§ WHAT YOU ARE ASKED TO DO
Write out the rows below verbatim, from the first one through the line that contains "pixel 297 96", both ends included. Leave the pictures out of your answer.

======== PROVIDED DATA

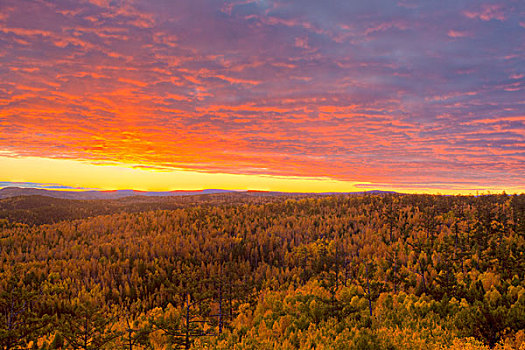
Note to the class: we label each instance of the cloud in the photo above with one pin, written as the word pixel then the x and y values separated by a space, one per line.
pixel 412 92
pixel 46 186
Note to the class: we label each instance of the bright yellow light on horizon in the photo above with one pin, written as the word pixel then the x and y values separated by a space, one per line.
pixel 84 174
pixel 121 176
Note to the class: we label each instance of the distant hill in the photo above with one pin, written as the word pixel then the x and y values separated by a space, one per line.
pixel 9 192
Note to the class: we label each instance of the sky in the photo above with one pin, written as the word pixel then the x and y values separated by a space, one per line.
pixel 317 96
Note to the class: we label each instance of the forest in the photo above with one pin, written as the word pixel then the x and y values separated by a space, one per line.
pixel 383 271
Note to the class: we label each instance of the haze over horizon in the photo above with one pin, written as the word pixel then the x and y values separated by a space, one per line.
pixel 297 96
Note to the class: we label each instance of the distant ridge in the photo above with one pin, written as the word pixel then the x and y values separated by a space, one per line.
pixel 8 192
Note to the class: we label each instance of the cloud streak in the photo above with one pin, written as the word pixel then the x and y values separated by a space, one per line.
pixel 373 92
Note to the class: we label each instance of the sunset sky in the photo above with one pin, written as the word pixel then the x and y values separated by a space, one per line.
pixel 412 96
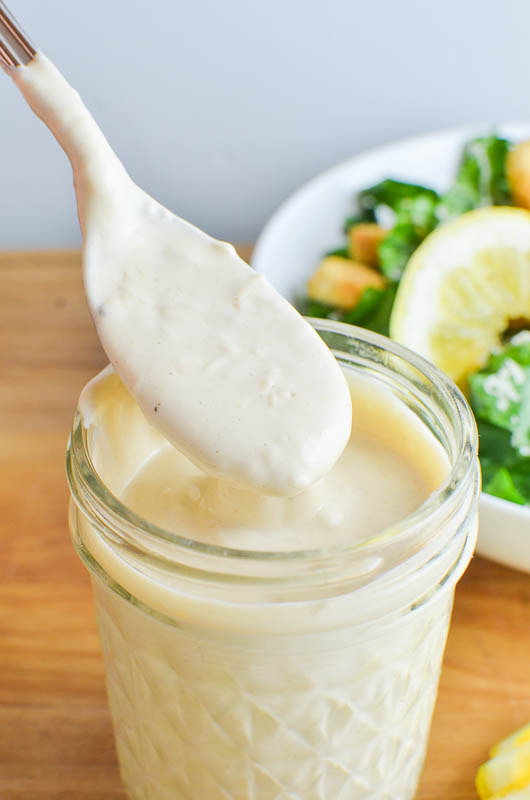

================

§ CORRECT ANSWER
Note to the class: we label each instance of the cloud in the photo above with one pin, written as the word pixel then the x and y values separated by a space, one per line.
pixel 412 92
pixel 46 186
Note to the class: we label each instance of the bright yellow light on horizon in the photo above with one pin, written as the word pixel then the x and y values separated by a space, one per line.
pixel 84 174
pixel 121 176
Note to the class: we label each instance of the distant hill in the photo above with one pin, written as the word pixel then the x and y values separated by a space, one per line.
pixel 9 192
Note to the class: we label each instance of the sky in the photo above with one pin, written as the word pixel then the x and y values separated by a space, one per line.
pixel 317 96
Note to the class: we label each instance of the forest in the photo above with one pin, written as the word pixel then the x and y values separated by a space, one per line.
pixel 383 271
Note to the class: we label each instance of the haze over horizon in the photo above with one pin, written as the word pixel then the x and y values separated by a space, one per line.
pixel 297 96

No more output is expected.